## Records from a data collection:
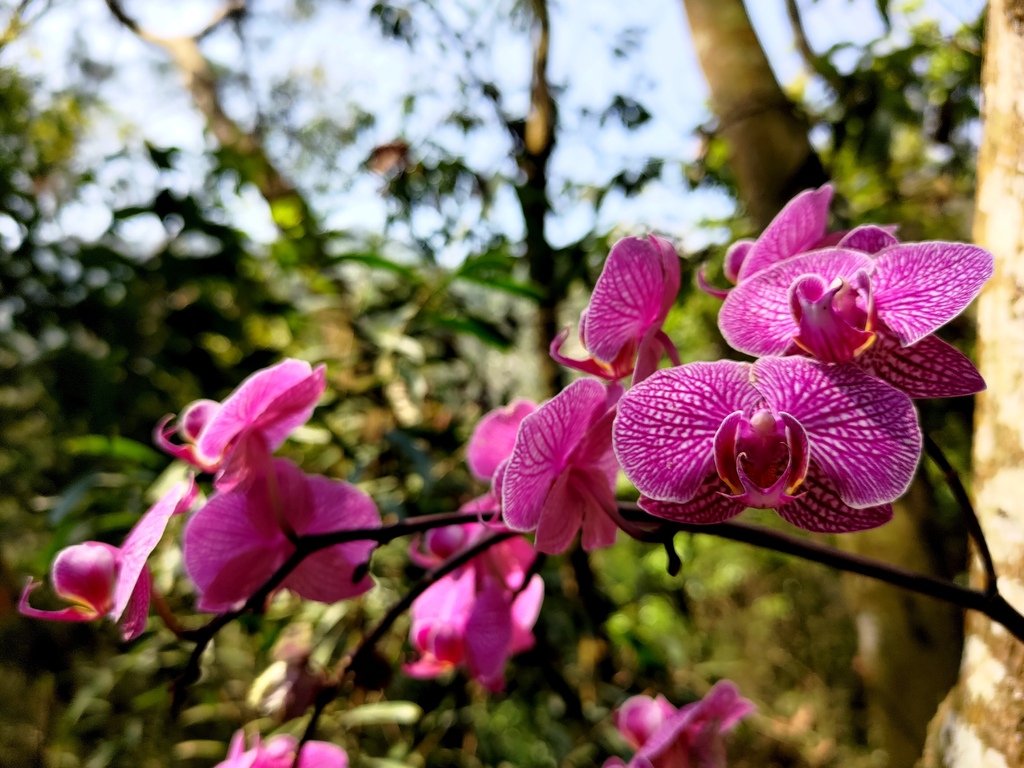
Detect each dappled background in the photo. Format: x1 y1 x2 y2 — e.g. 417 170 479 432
0 0 985 766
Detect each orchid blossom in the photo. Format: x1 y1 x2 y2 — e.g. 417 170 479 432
717 243 993 397
502 378 623 553
605 681 754 768
551 235 681 384
614 357 921 532
216 729 348 768
183 459 379 613
19 479 196 640
156 358 326 490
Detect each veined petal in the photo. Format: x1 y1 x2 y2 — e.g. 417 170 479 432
584 236 680 364
614 362 760 502
752 357 920 508
533 472 584 554
502 379 611 532
719 249 874 357
776 466 893 532
113 478 195 621
872 242 994 346
856 331 985 398
837 225 899 254
736 184 833 281
252 364 327 450
638 481 746 525
467 399 537 481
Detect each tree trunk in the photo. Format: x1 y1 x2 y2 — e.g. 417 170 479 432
921 2 1024 765
681 0 826 227
681 3 963 764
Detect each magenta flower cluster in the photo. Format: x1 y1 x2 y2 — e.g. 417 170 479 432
16 185 993 766
501 185 992 545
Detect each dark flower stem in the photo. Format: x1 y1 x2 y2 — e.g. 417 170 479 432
922 432 998 596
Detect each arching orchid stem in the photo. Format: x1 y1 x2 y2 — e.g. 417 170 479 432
617 503 1024 642
922 432 998 597
173 509 493 712
292 531 516 767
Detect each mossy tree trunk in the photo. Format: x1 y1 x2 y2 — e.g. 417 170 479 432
921 2 1024 765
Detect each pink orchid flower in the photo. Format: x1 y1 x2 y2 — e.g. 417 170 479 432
156 359 326 489
466 398 537 483
699 184 902 298
551 235 681 384
502 378 623 553
216 729 347 768
717 243 993 397
183 459 379 613
614 357 921 532
19 479 196 640
405 542 544 691
605 681 754 768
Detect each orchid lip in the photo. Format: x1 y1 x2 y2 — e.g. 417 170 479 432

## Task prompt:
A verbatim copy of the data, with all pictures omitted, is the required output.

## Exercise output:
Detect each dappled background in the photo. Format: x1 y1 x2 y2 — e.g. 417 170 479 432
0 0 985 766
Detect each orchid blossom in the photo. Format: x1 y1 x2 y2 — e.g. 417 170 479 432
717 243 993 397
502 378 623 553
605 681 754 768
551 235 681 384
614 357 921 532
216 729 348 768
183 459 379 613
19 479 196 640
156 358 326 490
Detect each veined petal in the photo. Format: x1 y1 x2 y2 — e.g. 417 170 479 432
584 236 680 364
614 362 760 502
752 357 920 508
533 472 584 554
502 379 611 532
719 249 874 357
776 466 893 532
113 478 195 621
872 242 994 346
856 331 985 398
837 225 899 254
736 184 833 281
252 364 327 450
638 481 746 525
467 399 537 481
Detect each tree trunk in the photo. Format: x1 y1 x2 y2 — e.g. 417 170 479 432
921 2 1024 765
681 0 826 227
681 3 963 764
Detect each magenta flower cluster in the photo. Format: x1 y1 x2 y2 — e.g. 417 170 479 432
16 185 993 766
501 185 992 545
Detect each dark flower stem in the photo. Format: x1 y1 x2 y2 — e.g. 417 170 479 432
922 432 998 596
Detect each arching orchid stem in the photo. Format: x1 y1 x2 y2 — e.g. 417 170 479 432
617 503 1024 642
922 432 998 597
173 509 493 712
292 531 516 767
Detect each mossy tree trunk in the photo. Format: x1 y1 x2 y2 — e.g. 417 170 479 432
921 2 1024 765
Detect each pink orchid flower in the photo. Format: x1 y1 x2 y2 — e.g. 417 170 479 432
156 359 326 489
466 398 537 483
699 184 902 298
551 235 681 384
502 378 623 553
216 729 347 768
717 243 993 397
183 459 379 613
614 357 921 532
19 479 196 640
405 542 544 691
605 681 754 768
Detect each orchid lip in the photo. Format: x1 y1 x2 y2 — e.g. 417 170 479 432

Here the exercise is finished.